### PASSAGE GIVEN
— BEGIN —
# Aggressive sister in law behavior



## Ginevra (Nov 11, 2013)

My husband and I are separated but things may be looking up. My sister in law isn't technically an in-law, as she is just the GF of my husband's brother, but they're very serious so I'm calling her a sister in law. She's an ex-cheerleader, really peppy, energetic, and positive - on the surface. But for whatever reason I get the impression she's easily threatened, and gives quite a few signs that she's threatened by me specifically. Or maybe she simply doesn't like me, not sure... either way, she hasn't given me a fair shake and is extremely passive aggressive. I'd actually go further to say she's covert-aggressive. As long as she has the guys in the family fooled, she seems content to get away with acting like this. My husband & brother in law's mother seems to be wise to this girl, but anyway... they were all at our house a few months ago for a party we hosted and I was really accommodating to everyone, especially her, of course to no avail... later in the night a song was played that offended her sensibilities. She seems very easy to offend. She and the brother in law disappeared for a little bit and we finally realized they were fighting in our front yard; she had gotten so incensed by this song that she lost her temper. She eventually marched up to me asking me the meaning of the lyrics and I calmly told her, and she turned on her heel and left. Due to her meltdown, the brother in law sat there and jumped on me for playing a song, on my own patio, after the party we hosted! I told him straight up that she has big aggression problems, and things sort of settled down afterward (in her absence). Let me mention they are both typically very mature people and both hold respectable careers; so this behavior, in my opinion, really showed the person she keeps locked inside. Fast forward to now - I have not only never received an apology despite continuing to be nice to her - she recently unfriended me on Facebook for no reason whatsoever. I haven't even seen her since she acted like an idiot at my house that night. 

Like I said, I get the feeling that in all her "confidence" she still manages to feel threatened; and after seeing that my husband and I are separated, she took the opportunity to defriend - not just on Facebook - it seems to be a clear signal that it's just in general. So my question is, if my husband and I work things out, we will invariably have to be in the company of his brother and this sister in law again. I'm at the point where being the bigger person and simply being nice is getting a little old. Advice?


----------



## norajane (Feb 7, 2012)
— END —
### DATA SECTION
— BEGIN —
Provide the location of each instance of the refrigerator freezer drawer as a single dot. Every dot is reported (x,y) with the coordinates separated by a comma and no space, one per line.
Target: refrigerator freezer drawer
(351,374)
— END —
### EXERCISE INSTRUCTIONS
#1 Transcribe the part of the sister-in-law thread starting with "Like I said, I" and going on through "little old. Advice?".
#2 Go on with the sister-in-law thread from where it stops.
The material after the sister-in-law thread is separate from the thread itself.

### OUTPUTS FOR THE TASKS
#1
Like I said, I get the feeling that in all her "confidence" she still manages to feel threatened; and after seeing that my husband and I are separated, she took the opportunity to defriend - not just on Facebook - it seems to be a clear signal that it's just in general. So my question is, if my husband and I work things out, we will invariably have to be in the company of his brother and this sister in law again. I'm at the point where being the bigger person and simply being nice is getting a little old. Advice?

#2
If she's defriending, then maybe it will be easier to deal with her since she'll stay away from you, or will be more overt with her aggression. If that's the case, you won't have to be as polite as you've been. 

However, in these situations, I always think it's better to take the high road, or appear to. You don't need to go out of your way to try to be friendly, but don't stoop to her level by being overtly aggressive, either. It's a fine line. 

You can try to perfect the art of making her look silly, while appearing to accommodate her.

"Oh, you're upset by the song lyrics on this random song that just played from the ipod? Oh, I'm so terribly sorry you're so upset! It didn't ever even occur to me that anyone would be upset by such a thing! I had no idea! Here, let me switch to another song immediately so you can feel more comfortable _dear_. Can I get you a drink to soothe your frazzled nerves?"

You must tell us- what song was it that got her so upset??


----------



## Ginevra (Nov 11, 2013)

Haha, well, I admit the song was something a little taboo by an Eastern European folk group addressing some of the more consumeristic aspects of living in America... funny thing is, I consider myself just as big a patriot as the sister in law considers herself to be - and it goes along with acknowledging stuff like what's mentioned in that song. And... it's a song, not an invitation to air your grievances with someone who has only ever been WAY too nice to you to begin with.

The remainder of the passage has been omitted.